**КОРОТКАЯ ЗАДАЧА 1**
Воспроизведите без изменений участок отрывка о румынском боярине от «Ларри Вульф - Изобретая» до «к Европе Западной.» включительно.
**КОРОТКАЯ ЗАДАЧА 2**
Ответьте по отрывку о румынском боярине:
(a) В каком городе Салаберри встретил боярина?
(b) С кем боярин находился в Спа?
(c) С чем боярин сравнил красоту своей любовницы?

**ВЫБРАННЫЙ ОТРЫВОК**
· · · · ·

Ларри Вульф - Изобретая Восточную Европу: Карта цивилизации в сознании эпохи Просвещения
В Бухаресте Салаберри встретил местного дворянина, румынского боярина, «оригинала, которого… решил запомнить», поскольку его история наглядно демонстрировала принадлежность Румынии к Восточной Европе и отношение, в котором она находилась к Европе Западной.
Он был в Спа, в компании с русским офицером, что довольно необычно для бояр, которым их господари не разрешают покидать княжество. Он показался мне более несчастным, чем слепцы от рождения, поскольку Спа и Бухарест отличаются друг от друга, как день и ночь. Он рассказывал мне об оставленной там любовнице, и дабы как следует описать ее, он сказал мне: «Она была прекрасна, как луна»[104].

· · · · ·

**НАБОР ДАННЫХ**
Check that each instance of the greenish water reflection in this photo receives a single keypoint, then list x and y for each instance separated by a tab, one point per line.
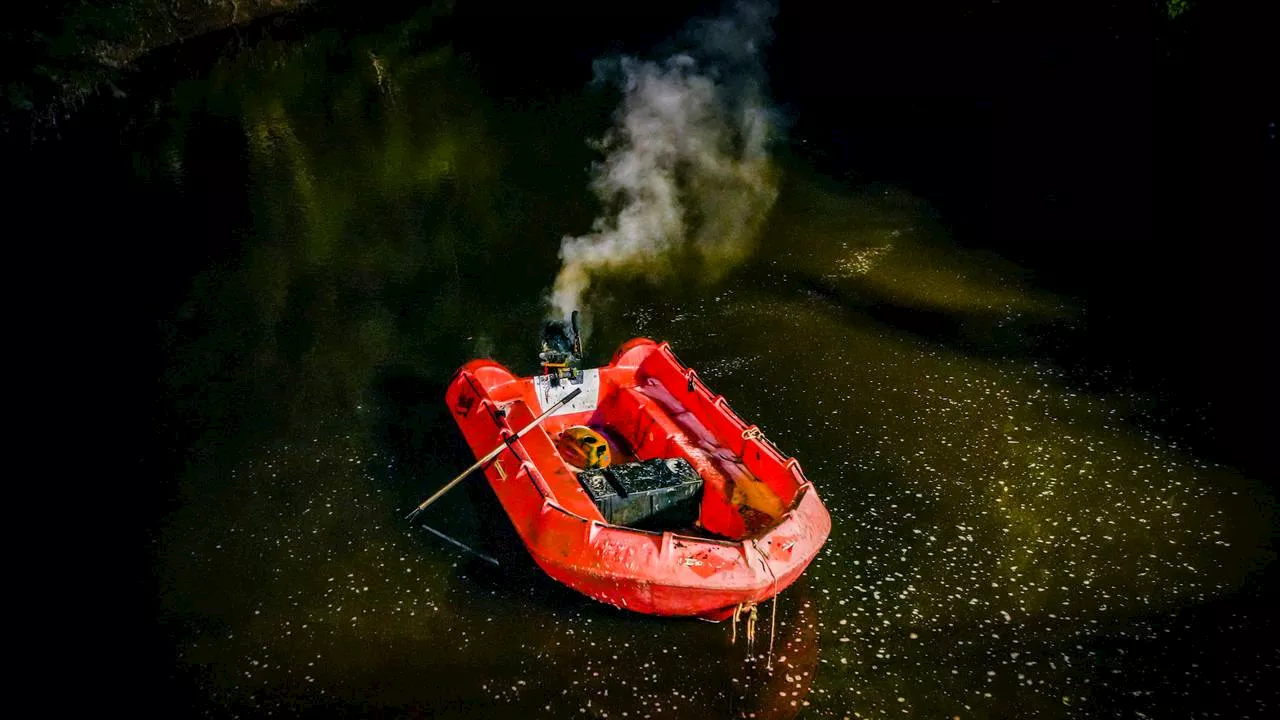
1005	543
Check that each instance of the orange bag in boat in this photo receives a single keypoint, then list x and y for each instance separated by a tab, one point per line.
583	447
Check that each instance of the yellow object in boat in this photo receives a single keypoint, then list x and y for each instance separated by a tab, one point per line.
584	447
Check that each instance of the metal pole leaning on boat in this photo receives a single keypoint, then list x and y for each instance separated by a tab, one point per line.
493	454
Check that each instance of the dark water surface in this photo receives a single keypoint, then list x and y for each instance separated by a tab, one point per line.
1008	541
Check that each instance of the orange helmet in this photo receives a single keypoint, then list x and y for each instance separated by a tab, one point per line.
583	447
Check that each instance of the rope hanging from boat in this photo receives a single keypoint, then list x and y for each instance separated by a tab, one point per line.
749	609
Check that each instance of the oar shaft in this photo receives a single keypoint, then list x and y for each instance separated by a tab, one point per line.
493	454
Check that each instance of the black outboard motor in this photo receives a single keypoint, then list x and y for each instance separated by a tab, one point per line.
562	350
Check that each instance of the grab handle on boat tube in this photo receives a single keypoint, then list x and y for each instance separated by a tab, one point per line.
493	452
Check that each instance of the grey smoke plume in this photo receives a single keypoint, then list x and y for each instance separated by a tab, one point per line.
686	164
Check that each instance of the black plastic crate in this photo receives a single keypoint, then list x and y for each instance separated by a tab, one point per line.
653	493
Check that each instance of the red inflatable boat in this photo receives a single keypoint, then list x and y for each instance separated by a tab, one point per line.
752	522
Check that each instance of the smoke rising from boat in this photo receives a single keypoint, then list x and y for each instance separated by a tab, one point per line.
686	168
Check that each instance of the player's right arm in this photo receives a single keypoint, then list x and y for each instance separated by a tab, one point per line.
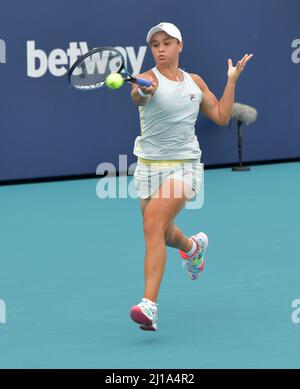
135	95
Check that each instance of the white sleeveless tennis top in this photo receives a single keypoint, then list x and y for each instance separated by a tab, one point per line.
168	121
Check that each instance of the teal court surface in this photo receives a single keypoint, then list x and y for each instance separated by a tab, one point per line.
71	266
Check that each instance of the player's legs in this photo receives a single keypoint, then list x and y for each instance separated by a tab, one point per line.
158	216
174	237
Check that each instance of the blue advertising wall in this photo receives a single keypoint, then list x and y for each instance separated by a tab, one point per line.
48	129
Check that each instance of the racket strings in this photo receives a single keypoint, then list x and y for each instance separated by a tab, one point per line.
92	71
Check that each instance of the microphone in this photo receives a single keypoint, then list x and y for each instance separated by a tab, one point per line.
244	113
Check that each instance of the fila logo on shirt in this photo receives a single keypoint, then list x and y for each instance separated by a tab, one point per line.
2	51
58	61
296	53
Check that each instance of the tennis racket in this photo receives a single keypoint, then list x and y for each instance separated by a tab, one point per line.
91	69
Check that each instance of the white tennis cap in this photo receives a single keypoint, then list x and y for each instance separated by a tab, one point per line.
169	28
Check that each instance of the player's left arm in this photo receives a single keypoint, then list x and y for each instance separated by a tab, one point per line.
219	111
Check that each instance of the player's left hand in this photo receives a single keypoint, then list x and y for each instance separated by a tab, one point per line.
235	71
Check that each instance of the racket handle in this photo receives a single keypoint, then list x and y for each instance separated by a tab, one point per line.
142	82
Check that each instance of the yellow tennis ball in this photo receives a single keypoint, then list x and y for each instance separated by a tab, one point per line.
114	81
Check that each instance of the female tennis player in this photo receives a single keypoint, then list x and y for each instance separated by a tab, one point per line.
169	171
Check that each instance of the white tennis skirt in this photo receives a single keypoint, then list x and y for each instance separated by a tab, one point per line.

· · · · ·

**ПИСЬМЕННЫЙ ОТВЕТ 1**
Ларри Вульф - Изобретая Восточную Европу: Карта цивилизации в сознании эпохи Просвещения
В Бухаресте Салаберри встретил местного дворянина, румынского боярина, «оригинала, которого… решил запомнить», поскольку его история наглядно демонстрировала принадлежность Румынии к Восточной Европе и отношение, в котором она находилась к Европе Западной.

**ПИСЬМЕННЫЙ ОТВЕТ 2**
(a) В Бухаресте.
(b) С русским офицером.
(c) С луной.